• _TAREA A REALIZAR_: Cuenta las líneas de los ítems de abajo que contienen la palabra "pink" y responde solo con ese número.

Entradas de anotación de coordenadas
:::::

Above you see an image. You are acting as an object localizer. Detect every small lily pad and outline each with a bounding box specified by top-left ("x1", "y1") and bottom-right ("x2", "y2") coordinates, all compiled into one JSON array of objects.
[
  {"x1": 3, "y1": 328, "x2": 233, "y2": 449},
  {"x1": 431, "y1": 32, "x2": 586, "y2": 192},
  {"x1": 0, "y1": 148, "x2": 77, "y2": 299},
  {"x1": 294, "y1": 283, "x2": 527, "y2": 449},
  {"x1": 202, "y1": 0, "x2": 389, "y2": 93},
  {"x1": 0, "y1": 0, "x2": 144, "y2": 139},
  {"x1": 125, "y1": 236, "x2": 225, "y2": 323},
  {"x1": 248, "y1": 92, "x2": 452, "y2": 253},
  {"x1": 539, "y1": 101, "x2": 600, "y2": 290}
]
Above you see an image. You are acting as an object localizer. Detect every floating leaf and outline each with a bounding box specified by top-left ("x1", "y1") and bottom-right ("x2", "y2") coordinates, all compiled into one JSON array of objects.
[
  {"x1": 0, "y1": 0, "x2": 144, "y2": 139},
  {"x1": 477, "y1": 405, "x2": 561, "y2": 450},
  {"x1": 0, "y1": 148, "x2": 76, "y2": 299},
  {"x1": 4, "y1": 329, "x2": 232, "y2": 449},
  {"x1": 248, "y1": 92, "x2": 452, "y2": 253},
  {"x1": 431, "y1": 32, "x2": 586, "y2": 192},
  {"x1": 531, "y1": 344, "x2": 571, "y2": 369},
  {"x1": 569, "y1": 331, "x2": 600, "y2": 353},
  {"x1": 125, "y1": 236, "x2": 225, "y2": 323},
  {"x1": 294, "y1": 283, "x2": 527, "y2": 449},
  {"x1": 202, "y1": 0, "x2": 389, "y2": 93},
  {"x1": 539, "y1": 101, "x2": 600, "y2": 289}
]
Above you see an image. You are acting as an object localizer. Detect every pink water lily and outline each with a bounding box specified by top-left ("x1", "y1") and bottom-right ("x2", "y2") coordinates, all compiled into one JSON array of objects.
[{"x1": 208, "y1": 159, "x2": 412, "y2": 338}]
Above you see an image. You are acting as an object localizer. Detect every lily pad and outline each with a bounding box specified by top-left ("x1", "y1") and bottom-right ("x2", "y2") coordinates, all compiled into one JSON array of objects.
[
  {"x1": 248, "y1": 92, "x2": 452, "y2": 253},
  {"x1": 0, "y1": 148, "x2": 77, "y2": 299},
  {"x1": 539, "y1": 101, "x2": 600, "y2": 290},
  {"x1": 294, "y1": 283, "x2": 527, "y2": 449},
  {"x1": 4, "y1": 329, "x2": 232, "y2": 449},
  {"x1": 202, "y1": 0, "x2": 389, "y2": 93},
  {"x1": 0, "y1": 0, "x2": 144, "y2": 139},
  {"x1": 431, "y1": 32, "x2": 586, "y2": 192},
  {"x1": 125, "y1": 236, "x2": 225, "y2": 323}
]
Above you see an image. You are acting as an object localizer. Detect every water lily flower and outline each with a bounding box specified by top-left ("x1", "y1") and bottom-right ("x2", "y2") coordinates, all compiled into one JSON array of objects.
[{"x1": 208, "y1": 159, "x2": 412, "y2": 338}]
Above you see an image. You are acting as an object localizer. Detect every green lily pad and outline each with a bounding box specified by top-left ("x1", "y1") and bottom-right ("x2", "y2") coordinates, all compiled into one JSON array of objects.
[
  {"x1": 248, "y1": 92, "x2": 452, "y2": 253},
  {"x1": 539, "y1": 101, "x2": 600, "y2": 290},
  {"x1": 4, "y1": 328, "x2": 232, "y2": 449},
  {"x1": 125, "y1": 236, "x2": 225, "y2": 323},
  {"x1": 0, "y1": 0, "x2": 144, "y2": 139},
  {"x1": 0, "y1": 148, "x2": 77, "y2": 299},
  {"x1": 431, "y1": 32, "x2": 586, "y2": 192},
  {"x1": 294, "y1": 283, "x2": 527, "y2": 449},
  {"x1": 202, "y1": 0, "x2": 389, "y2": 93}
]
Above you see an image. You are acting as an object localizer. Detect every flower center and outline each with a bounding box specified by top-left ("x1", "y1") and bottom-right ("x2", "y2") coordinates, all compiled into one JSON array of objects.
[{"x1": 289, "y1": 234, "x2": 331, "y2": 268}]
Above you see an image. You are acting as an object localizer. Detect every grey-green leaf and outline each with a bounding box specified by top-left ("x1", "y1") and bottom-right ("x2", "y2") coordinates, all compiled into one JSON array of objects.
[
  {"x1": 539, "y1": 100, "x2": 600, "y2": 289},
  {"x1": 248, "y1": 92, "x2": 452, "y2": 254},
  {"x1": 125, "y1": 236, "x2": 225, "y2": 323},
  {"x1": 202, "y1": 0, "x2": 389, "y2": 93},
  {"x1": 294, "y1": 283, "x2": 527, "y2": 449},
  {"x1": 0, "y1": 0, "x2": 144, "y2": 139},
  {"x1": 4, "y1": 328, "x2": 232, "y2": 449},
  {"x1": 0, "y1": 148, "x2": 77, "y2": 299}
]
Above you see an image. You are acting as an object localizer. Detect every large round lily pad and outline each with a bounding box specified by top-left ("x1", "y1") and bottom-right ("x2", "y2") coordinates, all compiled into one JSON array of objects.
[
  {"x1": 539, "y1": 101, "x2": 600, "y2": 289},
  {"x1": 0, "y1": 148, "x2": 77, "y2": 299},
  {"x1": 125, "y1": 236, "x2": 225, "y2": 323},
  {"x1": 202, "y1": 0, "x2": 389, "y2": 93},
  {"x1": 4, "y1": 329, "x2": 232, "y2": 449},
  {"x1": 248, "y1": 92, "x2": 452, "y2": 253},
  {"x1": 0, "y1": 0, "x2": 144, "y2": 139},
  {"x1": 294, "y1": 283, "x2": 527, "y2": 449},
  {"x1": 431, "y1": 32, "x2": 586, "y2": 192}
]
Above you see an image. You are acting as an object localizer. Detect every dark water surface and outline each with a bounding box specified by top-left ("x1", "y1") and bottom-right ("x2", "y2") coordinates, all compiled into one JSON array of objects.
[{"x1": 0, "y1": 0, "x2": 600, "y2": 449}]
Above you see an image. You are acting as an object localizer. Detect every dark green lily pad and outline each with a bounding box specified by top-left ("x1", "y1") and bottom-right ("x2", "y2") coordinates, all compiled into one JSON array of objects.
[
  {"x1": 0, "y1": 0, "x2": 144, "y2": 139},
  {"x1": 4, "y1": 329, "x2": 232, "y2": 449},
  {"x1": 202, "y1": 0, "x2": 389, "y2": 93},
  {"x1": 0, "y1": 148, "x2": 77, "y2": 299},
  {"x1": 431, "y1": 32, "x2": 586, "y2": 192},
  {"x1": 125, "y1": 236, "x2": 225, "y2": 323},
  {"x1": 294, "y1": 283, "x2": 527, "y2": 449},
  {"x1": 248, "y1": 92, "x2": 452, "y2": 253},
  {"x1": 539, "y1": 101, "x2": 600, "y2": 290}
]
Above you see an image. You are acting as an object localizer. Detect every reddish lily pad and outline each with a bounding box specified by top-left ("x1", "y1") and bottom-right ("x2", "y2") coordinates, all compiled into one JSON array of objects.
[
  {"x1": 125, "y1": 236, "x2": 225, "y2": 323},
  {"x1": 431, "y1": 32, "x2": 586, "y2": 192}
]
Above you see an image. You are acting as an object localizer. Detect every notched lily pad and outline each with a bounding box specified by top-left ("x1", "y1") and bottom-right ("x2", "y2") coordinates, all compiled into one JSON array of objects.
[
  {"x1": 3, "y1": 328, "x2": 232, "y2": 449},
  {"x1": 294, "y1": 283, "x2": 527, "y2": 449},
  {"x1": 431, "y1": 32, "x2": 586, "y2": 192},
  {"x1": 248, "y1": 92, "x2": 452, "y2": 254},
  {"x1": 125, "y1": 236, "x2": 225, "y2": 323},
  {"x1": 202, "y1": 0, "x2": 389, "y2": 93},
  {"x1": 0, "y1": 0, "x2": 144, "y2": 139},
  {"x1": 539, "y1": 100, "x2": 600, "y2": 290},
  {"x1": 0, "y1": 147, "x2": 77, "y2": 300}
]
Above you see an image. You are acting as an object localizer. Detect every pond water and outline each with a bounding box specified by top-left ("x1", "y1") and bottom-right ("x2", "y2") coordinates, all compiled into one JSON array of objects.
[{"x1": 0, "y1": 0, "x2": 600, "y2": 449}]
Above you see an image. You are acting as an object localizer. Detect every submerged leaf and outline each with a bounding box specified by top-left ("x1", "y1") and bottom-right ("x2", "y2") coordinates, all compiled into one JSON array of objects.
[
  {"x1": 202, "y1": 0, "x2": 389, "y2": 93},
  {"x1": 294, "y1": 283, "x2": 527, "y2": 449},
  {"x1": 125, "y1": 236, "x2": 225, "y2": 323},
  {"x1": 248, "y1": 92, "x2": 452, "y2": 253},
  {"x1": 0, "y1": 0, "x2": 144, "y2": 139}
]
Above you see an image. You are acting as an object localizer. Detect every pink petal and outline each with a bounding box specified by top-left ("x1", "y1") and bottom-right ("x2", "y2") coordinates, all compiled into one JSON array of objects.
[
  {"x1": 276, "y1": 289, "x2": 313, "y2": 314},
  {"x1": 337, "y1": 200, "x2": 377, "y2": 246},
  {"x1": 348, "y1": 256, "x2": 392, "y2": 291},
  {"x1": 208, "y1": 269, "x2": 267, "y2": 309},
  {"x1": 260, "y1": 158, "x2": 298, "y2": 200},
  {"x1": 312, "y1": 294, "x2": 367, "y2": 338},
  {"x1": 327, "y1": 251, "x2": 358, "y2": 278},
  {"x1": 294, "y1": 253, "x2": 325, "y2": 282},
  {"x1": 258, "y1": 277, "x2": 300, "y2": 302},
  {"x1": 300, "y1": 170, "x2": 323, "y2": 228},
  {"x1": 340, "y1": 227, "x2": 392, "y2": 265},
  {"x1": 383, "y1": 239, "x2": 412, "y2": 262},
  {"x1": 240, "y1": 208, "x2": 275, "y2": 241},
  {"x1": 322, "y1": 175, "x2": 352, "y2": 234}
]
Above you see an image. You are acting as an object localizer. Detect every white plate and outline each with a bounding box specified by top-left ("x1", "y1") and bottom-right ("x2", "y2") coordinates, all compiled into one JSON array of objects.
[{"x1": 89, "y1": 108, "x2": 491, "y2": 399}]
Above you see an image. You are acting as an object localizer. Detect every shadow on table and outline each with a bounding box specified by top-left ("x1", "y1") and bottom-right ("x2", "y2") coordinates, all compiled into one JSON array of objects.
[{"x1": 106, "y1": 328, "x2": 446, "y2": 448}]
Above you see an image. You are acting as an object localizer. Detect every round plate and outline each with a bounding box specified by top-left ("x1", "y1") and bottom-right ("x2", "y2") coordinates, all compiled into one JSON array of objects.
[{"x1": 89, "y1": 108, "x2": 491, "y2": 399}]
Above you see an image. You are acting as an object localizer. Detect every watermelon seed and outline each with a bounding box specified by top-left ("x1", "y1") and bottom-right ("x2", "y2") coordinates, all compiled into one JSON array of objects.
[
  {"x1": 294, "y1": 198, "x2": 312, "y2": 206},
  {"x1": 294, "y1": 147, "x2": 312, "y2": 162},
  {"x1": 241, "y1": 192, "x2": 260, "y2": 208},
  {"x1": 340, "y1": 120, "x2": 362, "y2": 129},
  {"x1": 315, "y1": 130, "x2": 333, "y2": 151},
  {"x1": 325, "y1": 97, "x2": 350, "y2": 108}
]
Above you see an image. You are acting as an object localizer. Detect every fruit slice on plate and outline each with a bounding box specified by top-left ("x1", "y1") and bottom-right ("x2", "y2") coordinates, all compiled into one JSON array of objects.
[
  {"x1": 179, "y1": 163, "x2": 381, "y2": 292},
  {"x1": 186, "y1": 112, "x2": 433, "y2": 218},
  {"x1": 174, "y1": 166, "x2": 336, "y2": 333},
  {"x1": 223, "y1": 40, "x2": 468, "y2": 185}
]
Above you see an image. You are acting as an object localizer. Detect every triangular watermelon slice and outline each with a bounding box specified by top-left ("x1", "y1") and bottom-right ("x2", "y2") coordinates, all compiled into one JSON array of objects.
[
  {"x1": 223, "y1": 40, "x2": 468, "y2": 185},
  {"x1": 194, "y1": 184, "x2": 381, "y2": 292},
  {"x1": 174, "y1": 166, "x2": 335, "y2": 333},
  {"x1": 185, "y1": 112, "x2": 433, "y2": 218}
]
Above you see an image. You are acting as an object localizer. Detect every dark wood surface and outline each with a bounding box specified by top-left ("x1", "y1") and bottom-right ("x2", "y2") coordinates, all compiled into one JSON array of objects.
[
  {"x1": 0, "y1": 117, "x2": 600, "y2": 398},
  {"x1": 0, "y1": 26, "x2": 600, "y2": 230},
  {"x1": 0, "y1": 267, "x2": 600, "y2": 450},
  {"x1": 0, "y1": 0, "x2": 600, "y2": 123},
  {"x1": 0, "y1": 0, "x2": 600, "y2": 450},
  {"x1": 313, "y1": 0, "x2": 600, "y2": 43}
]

:::::

• _RESULTADO DEL EJERCICIO_: 2